> **PROVIDED MATERIAL**:
++++++++++

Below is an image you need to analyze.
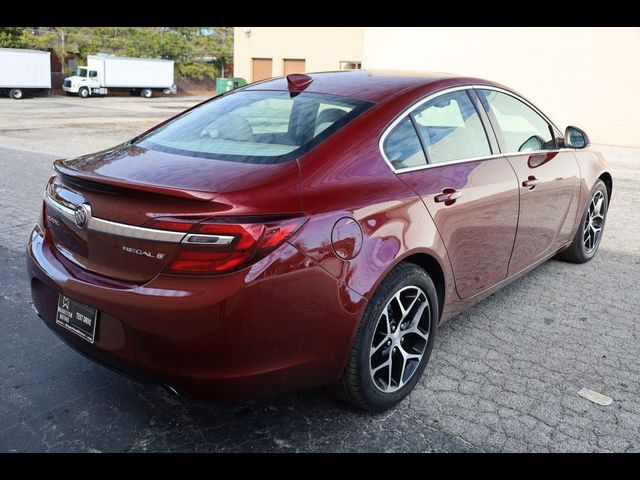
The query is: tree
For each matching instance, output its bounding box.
[0,27,26,48]
[5,27,234,81]
[210,27,233,77]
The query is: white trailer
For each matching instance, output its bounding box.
[0,48,51,99]
[63,55,176,98]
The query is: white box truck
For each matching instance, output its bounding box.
[0,48,51,99]
[63,55,177,98]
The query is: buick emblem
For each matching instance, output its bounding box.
[74,204,91,229]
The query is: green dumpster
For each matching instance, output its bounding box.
[216,77,247,95]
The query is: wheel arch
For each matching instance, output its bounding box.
[400,252,446,321]
[599,171,613,201]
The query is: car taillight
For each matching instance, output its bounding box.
[148,216,307,275]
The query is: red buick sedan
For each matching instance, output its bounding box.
[27,71,611,410]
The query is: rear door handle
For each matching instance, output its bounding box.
[434,188,462,204]
[522,176,539,189]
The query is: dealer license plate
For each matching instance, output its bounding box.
[56,294,98,343]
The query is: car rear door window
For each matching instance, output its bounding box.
[476,89,556,153]
[411,90,491,164]
[382,117,427,170]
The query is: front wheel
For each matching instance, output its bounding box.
[78,87,89,98]
[9,88,23,100]
[329,263,438,410]
[556,180,608,263]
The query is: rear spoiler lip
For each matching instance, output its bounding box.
[53,159,217,202]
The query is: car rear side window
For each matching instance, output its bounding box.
[382,117,427,170]
[137,91,372,164]
[411,90,491,164]
[476,89,556,153]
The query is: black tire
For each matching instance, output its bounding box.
[556,179,608,263]
[130,89,139,96]
[329,262,438,411]
[9,88,23,100]
[79,87,89,98]
[140,88,153,98]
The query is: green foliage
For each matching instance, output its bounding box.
[0,27,26,48]
[176,62,217,80]
[4,27,233,80]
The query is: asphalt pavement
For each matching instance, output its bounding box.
[1,95,639,452]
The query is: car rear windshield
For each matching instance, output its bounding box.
[137,90,373,164]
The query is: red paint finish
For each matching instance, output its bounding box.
[331,217,363,260]
[398,158,520,299]
[286,73,313,90]
[506,151,581,275]
[26,70,611,400]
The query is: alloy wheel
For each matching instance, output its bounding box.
[369,285,430,393]
[583,190,605,253]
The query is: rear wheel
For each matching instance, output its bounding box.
[79,87,89,98]
[329,263,438,410]
[556,180,608,263]
[141,88,153,98]
[9,88,23,100]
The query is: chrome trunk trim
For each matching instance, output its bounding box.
[44,192,228,244]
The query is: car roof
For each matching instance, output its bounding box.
[243,69,501,103]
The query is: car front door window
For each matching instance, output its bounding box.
[476,89,557,153]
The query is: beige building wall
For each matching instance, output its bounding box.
[362,27,640,147]
[233,27,364,82]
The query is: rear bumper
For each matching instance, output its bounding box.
[26,225,366,400]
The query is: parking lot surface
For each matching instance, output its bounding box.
[1,95,639,452]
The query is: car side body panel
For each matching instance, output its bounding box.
[505,150,581,275]
[572,148,612,224]
[291,81,478,325]
[398,158,520,300]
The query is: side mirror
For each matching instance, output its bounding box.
[519,135,544,152]
[564,126,590,149]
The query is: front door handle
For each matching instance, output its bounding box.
[434,188,462,205]
[522,176,539,190]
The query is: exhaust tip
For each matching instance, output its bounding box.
[161,384,179,396]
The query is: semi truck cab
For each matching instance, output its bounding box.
[63,67,106,97]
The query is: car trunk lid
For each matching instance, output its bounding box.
[45,145,303,283]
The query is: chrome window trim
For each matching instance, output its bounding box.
[378,84,570,174]
[44,192,232,245]
[393,153,504,173]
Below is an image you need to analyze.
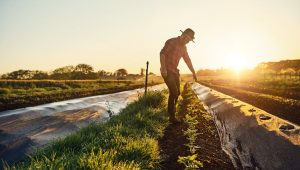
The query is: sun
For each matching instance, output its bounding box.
[226,52,249,75]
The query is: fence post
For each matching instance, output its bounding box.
[145,61,149,95]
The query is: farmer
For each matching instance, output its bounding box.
[160,28,198,123]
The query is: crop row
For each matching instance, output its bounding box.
[199,81,300,125]
[200,78,300,100]
[0,82,159,112]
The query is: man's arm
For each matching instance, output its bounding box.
[182,49,197,81]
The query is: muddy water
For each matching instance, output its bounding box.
[0,84,166,165]
[192,82,300,170]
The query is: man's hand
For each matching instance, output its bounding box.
[193,74,198,82]
[160,68,167,78]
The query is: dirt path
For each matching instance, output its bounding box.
[0,84,166,166]
[159,83,234,169]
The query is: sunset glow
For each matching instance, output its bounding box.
[1,0,300,74]
[225,52,250,74]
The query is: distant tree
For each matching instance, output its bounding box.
[140,68,145,76]
[53,65,74,74]
[74,64,94,74]
[107,72,112,76]
[72,64,96,79]
[6,70,33,79]
[255,63,274,79]
[257,60,300,73]
[264,69,276,79]
[98,70,109,77]
[51,65,74,80]
[280,68,296,79]
[288,68,296,79]
[115,68,128,77]
[149,72,155,75]
[32,71,49,80]
[255,63,268,74]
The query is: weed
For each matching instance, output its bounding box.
[105,100,114,118]
[177,83,203,169]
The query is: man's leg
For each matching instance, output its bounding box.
[168,94,176,119]
[164,73,179,121]
[174,74,180,105]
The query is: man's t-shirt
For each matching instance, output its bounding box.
[160,36,192,76]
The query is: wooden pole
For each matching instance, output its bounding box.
[145,61,149,95]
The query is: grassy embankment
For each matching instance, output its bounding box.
[0,80,161,111]
[5,90,169,169]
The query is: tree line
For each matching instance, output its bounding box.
[196,59,300,79]
[255,59,300,79]
[0,64,140,80]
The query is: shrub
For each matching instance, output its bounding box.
[0,88,10,95]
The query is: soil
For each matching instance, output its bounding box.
[159,83,234,170]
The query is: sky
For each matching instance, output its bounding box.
[1,0,300,74]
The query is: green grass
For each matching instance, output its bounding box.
[5,90,168,170]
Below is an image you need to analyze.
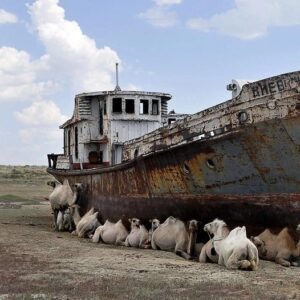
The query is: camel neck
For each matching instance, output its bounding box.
[187,229,197,256]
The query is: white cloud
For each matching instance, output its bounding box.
[154,0,182,6]
[14,101,68,126]
[1,0,124,164]
[187,0,300,40]
[139,6,178,28]
[28,0,120,92]
[0,47,55,102]
[0,9,18,24]
[139,0,182,27]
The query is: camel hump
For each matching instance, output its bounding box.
[280,227,289,234]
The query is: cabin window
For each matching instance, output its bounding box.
[152,100,159,115]
[99,151,103,163]
[140,99,149,114]
[68,130,71,156]
[112,97,122,113]
[75,127,78,159]
[103,100,107,115]
[125,99,135,114]
[99,101,104,135]
[168,118,176,125]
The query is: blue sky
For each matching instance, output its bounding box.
[1,0,300,165]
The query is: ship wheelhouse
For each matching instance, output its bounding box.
[48,90,173,170]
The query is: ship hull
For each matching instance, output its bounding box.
[47,116,300,233]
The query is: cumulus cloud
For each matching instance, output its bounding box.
[0,47,55,102]
[14,101,68,126]
[139,0,182,27]
[28,0,120,92]
[0,9,18,24]
[2,0,123,163]
[187,0,300,40]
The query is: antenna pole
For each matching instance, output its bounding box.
[115,62,121,91]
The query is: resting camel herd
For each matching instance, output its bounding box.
[46,180,300,271]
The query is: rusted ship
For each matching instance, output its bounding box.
[47,69,300,231]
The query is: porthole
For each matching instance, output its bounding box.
[238,111,248,124]
[182,163,191,174]
[267,100,277,110]
[134,149,139,158]
[206,159,215,169]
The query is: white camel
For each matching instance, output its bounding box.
[203,219,259,270]
[125,218,150,248]
[74,207,101,238]
[47,179,81,230]
[92,219,129,245]
[151,216,198,260]
[199,219,230,264]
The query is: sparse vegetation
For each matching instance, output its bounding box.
[0,166,299,299]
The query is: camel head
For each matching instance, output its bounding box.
[188,220,198,232]
[250,236,267,257]
[129,218,141,229]
[203,218,227,235]
[47,180,60,189]
[71,183,83,192]
[149,219,160,231]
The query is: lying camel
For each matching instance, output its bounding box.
[199,218,230,264]
[204,219,259,270]
[92,219,128,245]
[151,216,198,260]
[252,226,300,267]
[74,207,101,238]
[291,225,300,266]
[125,218,150,248]
[47,180,81,230]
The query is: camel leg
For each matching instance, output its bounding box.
[218,254,225,266]
[53,209,59,231]
[115,234,126,246]
[92,226,102,243]
[115,239,125,246]
[175,243,192,260]
[275,256,291,267]
[199,245,207,263]
[225,253,241,269]
[175,249,192,260]
[124,237,130,247]
[151,239,158,250]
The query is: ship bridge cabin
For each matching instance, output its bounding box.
[48,90,172,170]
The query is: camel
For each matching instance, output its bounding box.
[47,179,82,230]
[92,219,129,245]
[199,219,230,264]
[204,219,259,270]
[151,216,198,260]
[125,218,150,248]
[291,224,300,266]
[251,226,300,267]
[73,207,101,238]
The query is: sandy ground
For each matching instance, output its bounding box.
[0,202,300,300]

++++++++++

Please transcribe exactly the lines above from the line that has "The query is: blue sky" up to and including the line that has "The query is: antenna pole"; no other line belongs in the answer.

The query is: blue sky
For each matching instance, output its bounding box.
[1,0,300,165]
The query is: ship wheelhouse
For each matching instance, output its bounding box.
[48,90,173,170]
The query is: ship hull
For each matching instance, output its bounding box.
[47,116,300,233]
The query is: cumulus cloud
For each matching instance, output its bounding box.
[0,47,55,102]
[14,101,68,126]
[139,0,182,27]
[28,0,120,92]
[0,9,18,24]
[2,0,123,163]
[187,0,300,40]
The query is: antenna pole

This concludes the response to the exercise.